TASK INSTRUCTIONS:
Continue the Azure model deployment notebook below from its last line. The listing that follows it is separate material.
───── SELECTED PASSAGE ─────
Remember you have to deploy only one of the two models you trained but you still need to register both the models. Perform the steps in the rest of this notebook only if you wish to deploy this model.

TODO: In the cell below, register the model, create an inference config and deploy the model as a web service.

In [16]:
from azureml.core import Environment
from azureml.core.model import InferenceConfig

env = name=best_run.get_environment()

inference_config = InferenceConfig(environment=env, source_directory='./automl/outputs', entry_script='./scoring_file_v_2_0_0.py')

In [17]:
from azureml.core.webservice import AciWebservice, Webservice
from azureml.core.model import Model

deployment_config = AciWebservice.deploy_configuration(cpu_cores = 1, memory_gb = 1, enable_app_insights=True)

# Deploy 
service = Model.deploy(
    ws,
    "strokepredictor",
    [model],
    inference_config,
    deployment_config,
    overwrite=True,
)
service.wait_for_deployment(show_output=True)
print(service.state)


Tips: You can try get_logs(): https://aka.ms/debugimage#dockerlog or local deployment: https://aka.ms/debugimage#debug-locally to debug if deployment takes longer than 10 minutes.
Running
2022-06-15 04:24:03+00:00 Creating Container Registry if not exists.
2022-06-15 04:24:03+00:00 Registering the environment.
2022-06-15 04:24:04+00:00 Use the existing image.
2022-06-15 04:24:04+00:00 Generating deployment configuration.
2022-06-15 04:24:05+00:00 Submitting deployment to compute.
2022-06-15 04:24:08+00:00 Checking the status of deployment strokepredictor..
───── SUPPLIED MATERIAL ─────
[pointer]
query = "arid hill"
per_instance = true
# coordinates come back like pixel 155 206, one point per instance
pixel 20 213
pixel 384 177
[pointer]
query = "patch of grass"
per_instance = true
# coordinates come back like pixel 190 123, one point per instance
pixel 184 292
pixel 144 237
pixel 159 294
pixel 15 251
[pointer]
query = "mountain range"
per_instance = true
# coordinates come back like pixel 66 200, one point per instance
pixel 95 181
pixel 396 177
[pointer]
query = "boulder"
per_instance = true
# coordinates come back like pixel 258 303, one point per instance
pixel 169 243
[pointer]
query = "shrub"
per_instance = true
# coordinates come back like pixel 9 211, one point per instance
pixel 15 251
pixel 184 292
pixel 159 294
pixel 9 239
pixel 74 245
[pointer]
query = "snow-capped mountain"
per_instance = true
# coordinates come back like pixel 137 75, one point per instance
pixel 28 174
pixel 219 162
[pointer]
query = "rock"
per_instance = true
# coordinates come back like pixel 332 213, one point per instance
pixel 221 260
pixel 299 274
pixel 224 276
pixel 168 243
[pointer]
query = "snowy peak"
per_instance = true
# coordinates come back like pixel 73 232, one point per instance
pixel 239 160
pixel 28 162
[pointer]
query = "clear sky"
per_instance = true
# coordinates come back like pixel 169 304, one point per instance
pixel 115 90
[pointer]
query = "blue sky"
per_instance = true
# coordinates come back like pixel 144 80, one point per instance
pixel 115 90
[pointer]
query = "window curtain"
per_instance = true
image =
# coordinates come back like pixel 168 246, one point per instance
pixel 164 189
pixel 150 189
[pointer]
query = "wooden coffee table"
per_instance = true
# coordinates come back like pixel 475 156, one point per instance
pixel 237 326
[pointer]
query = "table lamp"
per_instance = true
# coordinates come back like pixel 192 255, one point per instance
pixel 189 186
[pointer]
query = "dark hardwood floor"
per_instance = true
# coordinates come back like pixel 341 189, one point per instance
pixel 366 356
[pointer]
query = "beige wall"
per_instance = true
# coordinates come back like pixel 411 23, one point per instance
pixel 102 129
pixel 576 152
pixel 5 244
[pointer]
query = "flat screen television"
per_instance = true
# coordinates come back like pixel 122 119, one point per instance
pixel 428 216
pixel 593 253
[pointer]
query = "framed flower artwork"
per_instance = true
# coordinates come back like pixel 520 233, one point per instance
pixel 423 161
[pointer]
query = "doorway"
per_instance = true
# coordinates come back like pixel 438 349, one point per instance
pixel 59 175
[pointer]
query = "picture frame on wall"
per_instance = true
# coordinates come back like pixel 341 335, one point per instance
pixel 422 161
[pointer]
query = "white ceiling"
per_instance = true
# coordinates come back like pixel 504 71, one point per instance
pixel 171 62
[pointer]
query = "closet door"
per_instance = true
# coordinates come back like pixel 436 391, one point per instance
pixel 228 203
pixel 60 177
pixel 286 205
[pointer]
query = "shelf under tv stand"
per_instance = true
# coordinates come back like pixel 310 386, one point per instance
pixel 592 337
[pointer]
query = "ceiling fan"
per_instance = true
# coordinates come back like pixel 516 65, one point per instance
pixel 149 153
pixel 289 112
─────
RESULT FOR THIS EXERCISE:
2022-06-15 04:30:07+00:00 Checking the status of inference endpoint strokepredictor.
Succeeded
ACI service creation operation finished, operation "Succeeded"
Healthy


TODO: In the cell below, send a request to the web service you deployed to test it.

In [22]:
import requests
import json

uri = service.scoring_uri

headers = {"Content-Type": "application/json"}
data =  {
  "Inputs": {
    "data": [
      {
        "gender": "Male",
        "age": 67,
        "hypertension": 0,
        "heart_disease": 1,
        "ever_married": "Yes",
        "work_type": "Private",
        "Residence_type": "Urban",
        "avg_glucose_level": 228.69,
        "bmi": 36.6,
        "smoking_status": "formerly smoked"
      },
      {
        "gender": "Female",
        "age": 102,
        "hypertension": 1,
        "heart_disease": 1,
        "ever_married": "No",
        "work_type": "Self-employed",
        "Residence_type": "Rural",
        "avg_glucose_level": 202.21,
        "bmi": 38.5,
        "smoking_status": "never smoked"
      }
    ]
  },
  "GlobalParameters": {
    "method": "predict"
  }
}
data = json.dumps(data)
response = requests.post(uri, data=data, headers=headers)
print(response.json())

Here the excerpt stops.